> DIRECTION 1:
Copy, without any change, the part of the entries that opens with the line containing "of the woman" and closes with the final line of the entries, including both of those lines.

> PASSAGE GIVEN:
One more  thing and I will shut up (at least for a while :).

There is the concept of "above the fold."  Think of a newspaper in a vending
machine.  When you walk by the machine you may glance at the machine and see
the newspaper - but you only see what is above the fold.  This might or
might not trigger more sales. I would say a web-site is more like a
newspaper than a book.

Tables help to get more content above the fold. People can get a quick
overview without having to scroll. There are many more problems with people
not even knowing they should scroll a page, so the more you can _reasonably_
fit the better.


----- Original Message -----
From: "Robert Koberg" <[EMAIL PROTECTED]>
To: <[EMAIL PROTECTED]>
Sent: Friday, December 21, 2001 4:45 AM
Subject: Re: [OT] Design Rant


>
> >----- Original Message -----
> >From: "Henning von Bargen" <[EMAIL PROTECTED]>
>
> > A HTML page should simply be coded in a linear fashion
> > (I read that somewhere in an article about designing web pages for
> impaired
> > readers),
>
> I've never heard of the horizontally impaired :) - joking, I understand
what
> you mean
>
> It would certainly make life easier to build one column pages :)  The last
> 'professional' website I made was:
> http://teenlearningnetwork.com (very heavy and if your browser has trouble
> with tables it will have trouble with this site...)

> SOURCE MATERIAL:

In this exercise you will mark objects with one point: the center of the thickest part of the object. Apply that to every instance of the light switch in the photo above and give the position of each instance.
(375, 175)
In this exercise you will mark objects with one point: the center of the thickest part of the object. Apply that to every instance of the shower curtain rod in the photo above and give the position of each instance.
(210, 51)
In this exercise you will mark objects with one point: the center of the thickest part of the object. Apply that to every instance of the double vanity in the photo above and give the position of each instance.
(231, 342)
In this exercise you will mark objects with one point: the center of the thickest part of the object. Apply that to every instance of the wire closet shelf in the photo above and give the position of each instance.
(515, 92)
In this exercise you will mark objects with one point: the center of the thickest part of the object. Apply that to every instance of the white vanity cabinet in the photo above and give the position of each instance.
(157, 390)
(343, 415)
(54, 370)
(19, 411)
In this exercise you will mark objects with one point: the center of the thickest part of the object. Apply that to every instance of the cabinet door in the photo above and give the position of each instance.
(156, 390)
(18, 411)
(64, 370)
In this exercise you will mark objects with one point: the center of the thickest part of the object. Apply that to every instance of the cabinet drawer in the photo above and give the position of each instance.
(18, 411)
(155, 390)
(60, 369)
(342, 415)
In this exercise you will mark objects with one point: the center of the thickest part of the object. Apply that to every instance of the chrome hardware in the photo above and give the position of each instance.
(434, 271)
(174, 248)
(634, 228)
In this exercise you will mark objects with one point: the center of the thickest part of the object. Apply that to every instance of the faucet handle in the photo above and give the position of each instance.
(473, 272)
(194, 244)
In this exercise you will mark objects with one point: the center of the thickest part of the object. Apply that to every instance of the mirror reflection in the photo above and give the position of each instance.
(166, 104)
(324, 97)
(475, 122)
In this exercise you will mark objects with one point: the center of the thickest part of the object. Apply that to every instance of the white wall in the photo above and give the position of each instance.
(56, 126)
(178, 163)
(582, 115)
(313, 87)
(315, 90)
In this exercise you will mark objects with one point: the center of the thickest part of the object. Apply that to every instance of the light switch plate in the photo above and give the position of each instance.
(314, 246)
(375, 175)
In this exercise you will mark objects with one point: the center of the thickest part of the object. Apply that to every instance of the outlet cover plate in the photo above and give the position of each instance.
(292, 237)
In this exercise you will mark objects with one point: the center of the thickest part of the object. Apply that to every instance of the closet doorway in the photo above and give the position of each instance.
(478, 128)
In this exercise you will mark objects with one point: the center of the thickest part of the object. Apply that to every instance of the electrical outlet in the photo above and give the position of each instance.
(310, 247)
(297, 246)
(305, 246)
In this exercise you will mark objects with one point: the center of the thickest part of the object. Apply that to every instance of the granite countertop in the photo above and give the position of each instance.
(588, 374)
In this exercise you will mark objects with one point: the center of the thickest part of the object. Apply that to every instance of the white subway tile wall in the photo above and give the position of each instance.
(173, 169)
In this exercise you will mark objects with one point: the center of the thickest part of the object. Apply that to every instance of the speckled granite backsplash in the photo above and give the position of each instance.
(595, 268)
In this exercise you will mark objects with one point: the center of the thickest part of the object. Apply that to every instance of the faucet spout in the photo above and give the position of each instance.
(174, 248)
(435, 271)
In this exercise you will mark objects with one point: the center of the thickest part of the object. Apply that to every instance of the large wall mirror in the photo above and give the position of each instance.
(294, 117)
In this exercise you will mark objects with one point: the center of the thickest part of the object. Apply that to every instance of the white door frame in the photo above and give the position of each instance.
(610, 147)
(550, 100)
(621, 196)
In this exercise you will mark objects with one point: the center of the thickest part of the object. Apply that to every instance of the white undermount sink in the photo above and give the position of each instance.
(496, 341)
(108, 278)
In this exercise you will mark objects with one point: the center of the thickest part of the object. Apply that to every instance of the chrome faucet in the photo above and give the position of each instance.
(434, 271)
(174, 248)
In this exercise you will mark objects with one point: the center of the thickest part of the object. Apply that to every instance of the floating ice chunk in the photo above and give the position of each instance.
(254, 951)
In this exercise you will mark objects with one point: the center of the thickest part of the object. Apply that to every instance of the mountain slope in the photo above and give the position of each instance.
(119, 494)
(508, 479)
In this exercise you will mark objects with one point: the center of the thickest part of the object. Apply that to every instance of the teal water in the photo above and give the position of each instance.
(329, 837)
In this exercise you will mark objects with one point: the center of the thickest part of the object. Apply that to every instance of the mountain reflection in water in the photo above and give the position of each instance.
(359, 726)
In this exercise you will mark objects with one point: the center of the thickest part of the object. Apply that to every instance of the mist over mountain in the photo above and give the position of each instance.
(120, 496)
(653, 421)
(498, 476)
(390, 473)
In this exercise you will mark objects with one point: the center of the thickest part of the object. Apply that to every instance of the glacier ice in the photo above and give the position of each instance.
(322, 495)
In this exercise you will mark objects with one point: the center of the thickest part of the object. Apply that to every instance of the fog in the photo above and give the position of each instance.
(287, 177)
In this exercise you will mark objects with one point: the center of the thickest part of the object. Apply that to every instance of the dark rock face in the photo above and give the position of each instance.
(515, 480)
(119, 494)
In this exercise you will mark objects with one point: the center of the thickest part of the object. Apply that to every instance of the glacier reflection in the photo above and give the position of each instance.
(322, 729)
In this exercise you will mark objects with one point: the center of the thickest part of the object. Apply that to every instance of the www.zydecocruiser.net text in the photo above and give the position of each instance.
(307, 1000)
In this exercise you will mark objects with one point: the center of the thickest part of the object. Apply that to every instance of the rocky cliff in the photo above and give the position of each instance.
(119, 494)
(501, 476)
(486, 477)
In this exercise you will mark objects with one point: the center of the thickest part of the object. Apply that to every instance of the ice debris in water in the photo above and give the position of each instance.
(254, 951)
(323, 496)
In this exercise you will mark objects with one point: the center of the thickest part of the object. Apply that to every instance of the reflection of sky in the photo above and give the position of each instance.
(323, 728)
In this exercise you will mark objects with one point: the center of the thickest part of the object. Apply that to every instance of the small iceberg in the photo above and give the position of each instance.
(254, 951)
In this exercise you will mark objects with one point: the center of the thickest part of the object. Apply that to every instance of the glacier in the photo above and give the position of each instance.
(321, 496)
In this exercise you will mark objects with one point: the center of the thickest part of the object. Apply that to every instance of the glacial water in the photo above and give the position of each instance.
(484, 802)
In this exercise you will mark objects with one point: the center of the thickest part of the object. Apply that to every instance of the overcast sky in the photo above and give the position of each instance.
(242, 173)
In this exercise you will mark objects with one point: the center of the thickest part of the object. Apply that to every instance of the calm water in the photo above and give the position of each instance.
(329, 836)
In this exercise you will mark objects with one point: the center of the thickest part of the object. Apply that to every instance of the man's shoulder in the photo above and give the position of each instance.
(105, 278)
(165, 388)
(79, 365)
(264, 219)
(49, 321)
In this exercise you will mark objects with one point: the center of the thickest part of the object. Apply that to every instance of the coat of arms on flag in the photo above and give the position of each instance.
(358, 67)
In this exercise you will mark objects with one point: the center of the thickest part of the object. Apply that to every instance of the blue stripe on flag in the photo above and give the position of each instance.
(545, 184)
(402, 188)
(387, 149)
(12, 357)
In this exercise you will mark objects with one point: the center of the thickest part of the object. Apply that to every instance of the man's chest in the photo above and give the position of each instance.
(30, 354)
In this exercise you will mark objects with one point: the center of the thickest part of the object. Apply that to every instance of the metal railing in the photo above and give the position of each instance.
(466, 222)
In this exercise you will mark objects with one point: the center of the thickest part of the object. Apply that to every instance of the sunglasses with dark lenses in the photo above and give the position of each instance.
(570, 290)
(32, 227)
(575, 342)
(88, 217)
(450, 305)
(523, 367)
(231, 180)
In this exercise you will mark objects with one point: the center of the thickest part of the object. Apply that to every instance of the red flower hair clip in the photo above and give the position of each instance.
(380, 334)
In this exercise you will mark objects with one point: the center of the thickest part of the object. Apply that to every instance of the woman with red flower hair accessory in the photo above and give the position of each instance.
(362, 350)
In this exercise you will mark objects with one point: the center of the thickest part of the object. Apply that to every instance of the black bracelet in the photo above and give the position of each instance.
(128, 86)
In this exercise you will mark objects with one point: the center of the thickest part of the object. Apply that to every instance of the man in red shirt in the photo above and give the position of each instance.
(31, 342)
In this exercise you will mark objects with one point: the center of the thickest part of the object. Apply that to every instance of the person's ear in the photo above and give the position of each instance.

> DIRECTION 2:
List every header field label (the word before the colon) that appears directly beneath the first "----- Original Message -----" line in the email above.

> EXERCISE RESPONSE 1:
In this exercise you will mark objects with one point: the center of the thickest part of the object. Apply that to every instance of the woman with red flower hair accessory in the photo above and give the position of each instance.
(362, 350)
In this exercise you will mark objects with one point: the center of the thickest part of the object. Apply that to every instance of the black bracelet in the photo above and give the position of each instance.
(128, 86)
In this exercise you will mark objects with one point: the center of the thickest part of the object. Apply that to every instance of the man in red shirt in the photo above and give the position of each instance.
(31, 342)
In this exercise you will mark objects with one point: the center of the thickest part of the object. Apply that to every instance of the person's ear in the photo above and give the position of each instance.

> EXERCISE RESPONSE 2:
From, To, Sent, Subject